# So Who has started Christmas Shopping?



## RJJ (Dec 20, 2011)

So have you all finished your list? How many will be in the dog house with the Wife? Just asking!


----------



## gbhammer (Dec 20, 2011)

Ahhh why do ya have to ruin my day before it even started.


----------



## Kearney.200 (Dec 20, 2011)

my wife has


----------



## jpranch (Dec 20, 2011)

All done except to tie some trout flies for my son-in-law!


----------



## Mule (Dec 20, 2011)

I'm finished!! the wife hasn't finished for everybody else though!

My wife will be VERY happy with my gift to her. I purchased a remote start fr her car and had it installed. I put the remotes in a box and she will open it on Christmas Day.


----------



## fatboy (Dec 20, 2011)

Cool Mule, brilliant!

I am the luckiest guy in the world. My wife and I many, many, years ago, agreed to skip this exercise of present exchanges, for all holidays, anniversarys and birthdays. If we want something big, we get it together, but a lot of the time we just exchange a smooch and acknowledge the occaision. I appreciate the people that really get into it, but it just never has worked like that for us.

(Jobs):
(1) Print the passage of the Christmas shopping thread that begins at the words "I'm finished!! the" and stops after "Cool Mule, brilliant!".
(2) In the entries, change "set one pin" to "place one marker" in the lines that begin at the one containing "Rules. Find each instance of the white sky" and run through the last entry, leaving everything else unchanged. Give back only those lines.

(The input):
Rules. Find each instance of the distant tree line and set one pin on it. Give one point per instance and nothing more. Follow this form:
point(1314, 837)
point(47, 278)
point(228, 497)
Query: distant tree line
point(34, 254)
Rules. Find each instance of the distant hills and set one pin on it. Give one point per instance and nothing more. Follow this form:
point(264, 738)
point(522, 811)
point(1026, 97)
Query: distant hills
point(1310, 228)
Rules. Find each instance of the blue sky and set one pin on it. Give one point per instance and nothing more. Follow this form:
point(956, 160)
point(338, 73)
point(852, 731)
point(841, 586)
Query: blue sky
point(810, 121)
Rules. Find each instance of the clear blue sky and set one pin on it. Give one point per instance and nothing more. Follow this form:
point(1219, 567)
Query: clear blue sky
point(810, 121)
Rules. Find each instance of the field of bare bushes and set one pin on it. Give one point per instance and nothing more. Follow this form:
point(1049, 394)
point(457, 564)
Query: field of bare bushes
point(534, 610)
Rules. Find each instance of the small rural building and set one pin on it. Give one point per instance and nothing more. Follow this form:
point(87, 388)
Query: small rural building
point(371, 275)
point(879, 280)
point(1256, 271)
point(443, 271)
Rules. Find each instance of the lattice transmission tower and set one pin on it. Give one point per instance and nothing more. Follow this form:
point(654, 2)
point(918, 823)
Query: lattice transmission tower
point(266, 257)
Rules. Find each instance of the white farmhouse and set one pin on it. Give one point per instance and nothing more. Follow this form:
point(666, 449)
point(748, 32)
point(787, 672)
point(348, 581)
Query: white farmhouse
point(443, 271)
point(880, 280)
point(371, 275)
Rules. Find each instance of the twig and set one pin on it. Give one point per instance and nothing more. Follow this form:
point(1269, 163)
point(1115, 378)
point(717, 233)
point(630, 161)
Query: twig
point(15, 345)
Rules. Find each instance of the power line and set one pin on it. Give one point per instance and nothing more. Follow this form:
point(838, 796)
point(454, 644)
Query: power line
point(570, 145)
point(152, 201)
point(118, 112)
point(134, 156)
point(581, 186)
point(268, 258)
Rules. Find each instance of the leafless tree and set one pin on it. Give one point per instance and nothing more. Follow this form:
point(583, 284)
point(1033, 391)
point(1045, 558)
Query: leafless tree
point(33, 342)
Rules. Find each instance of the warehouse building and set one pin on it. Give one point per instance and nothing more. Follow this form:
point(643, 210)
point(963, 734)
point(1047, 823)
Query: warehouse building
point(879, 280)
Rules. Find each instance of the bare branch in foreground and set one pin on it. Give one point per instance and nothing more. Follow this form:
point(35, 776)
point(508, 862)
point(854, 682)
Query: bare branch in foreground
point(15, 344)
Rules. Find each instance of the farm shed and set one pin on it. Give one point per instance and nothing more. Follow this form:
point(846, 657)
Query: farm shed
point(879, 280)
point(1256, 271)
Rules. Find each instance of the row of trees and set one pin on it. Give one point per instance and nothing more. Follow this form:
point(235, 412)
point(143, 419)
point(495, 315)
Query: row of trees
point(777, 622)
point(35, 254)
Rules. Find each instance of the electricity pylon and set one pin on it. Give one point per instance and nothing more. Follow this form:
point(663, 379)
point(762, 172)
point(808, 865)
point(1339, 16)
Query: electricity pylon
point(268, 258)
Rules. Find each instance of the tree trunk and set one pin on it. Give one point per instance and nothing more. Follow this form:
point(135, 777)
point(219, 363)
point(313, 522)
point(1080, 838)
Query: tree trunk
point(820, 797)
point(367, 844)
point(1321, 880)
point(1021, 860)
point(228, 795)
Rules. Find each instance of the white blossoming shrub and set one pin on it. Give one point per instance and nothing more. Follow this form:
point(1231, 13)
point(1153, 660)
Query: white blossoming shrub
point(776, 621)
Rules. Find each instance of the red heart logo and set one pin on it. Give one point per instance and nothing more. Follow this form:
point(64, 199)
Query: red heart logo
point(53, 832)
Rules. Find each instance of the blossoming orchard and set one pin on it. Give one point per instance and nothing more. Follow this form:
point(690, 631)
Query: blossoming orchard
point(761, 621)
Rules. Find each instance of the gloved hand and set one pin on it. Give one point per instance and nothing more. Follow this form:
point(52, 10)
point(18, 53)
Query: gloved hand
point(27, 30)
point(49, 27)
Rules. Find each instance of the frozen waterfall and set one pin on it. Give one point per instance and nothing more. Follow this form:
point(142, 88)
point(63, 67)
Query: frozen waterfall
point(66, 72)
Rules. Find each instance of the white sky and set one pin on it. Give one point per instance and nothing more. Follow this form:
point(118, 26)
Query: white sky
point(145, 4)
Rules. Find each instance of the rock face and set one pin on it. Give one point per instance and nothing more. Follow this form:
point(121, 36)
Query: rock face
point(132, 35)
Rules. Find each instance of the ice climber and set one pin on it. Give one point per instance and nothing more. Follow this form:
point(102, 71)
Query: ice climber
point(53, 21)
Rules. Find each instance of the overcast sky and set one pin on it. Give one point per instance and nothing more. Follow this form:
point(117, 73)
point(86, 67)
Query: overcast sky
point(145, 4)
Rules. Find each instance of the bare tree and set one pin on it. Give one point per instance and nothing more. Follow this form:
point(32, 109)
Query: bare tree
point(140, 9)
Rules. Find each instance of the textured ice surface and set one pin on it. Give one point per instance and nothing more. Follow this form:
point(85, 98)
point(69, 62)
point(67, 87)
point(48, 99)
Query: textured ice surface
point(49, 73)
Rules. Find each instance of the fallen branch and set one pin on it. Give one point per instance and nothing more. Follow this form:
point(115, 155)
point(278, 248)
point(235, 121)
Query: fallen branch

(Responses to the exercise):
(1)
I'm finished!! the wife hasn't finished for everybody else though!

My wife will be VERY happy with my gift to her. I purchased a remote start fr her car and had it installed. I put the remotes in a box and she will open it on Christmas Day.


----------



## fatboy (Dec 20, 2011)

Cool Mule, brilliant!

(2)
Rules. Find each instance of the white sky and place one marker on it. Give one point per instance and nothing more. Follow this form:
point(118, 26)
Query: white sky
point(145, 4)
Rules. Find each instance of the rock face and place one marker on it. Give one point per instance and nothing more. Follow this form:
point(121, 36)
Query: rock face
point(132, 35)
Rules. Find each instance of the ice climber and place one marker on it. Give one point per instance and nothing more. Follow this form:
point(102, 71)
Query: ice climber
point(53, 21)
Rules. Find each instance of the overcast sky and place one marker on it. Give one point per instance and nothing more. Follow this form:
point(117, 73)
point(86, 67)
Query: overcast sky
point(145, 4)
Rules. Find each instance of the bare tree and place one marker on it. Give one point per instance and nothing more. Follow this form:
point(32, 109)
Query: bare tree
point(140, 9)
Rules. Find each instance of the textured ice surface and place one marker on it. Give one point per instance and nothing more. Follow this form:
point(85, 98)
point(69, 62)
point(67, 87)
point(48, 99)
Query: textured ice surface
point(49, 73)
Rules. Find each instance of the fallen branch and place one marker on it. Give one point per instance and nothing more. Follow this form:
point(115, 155)
point(278, 248)
point(235, 121)
Query: fallen branch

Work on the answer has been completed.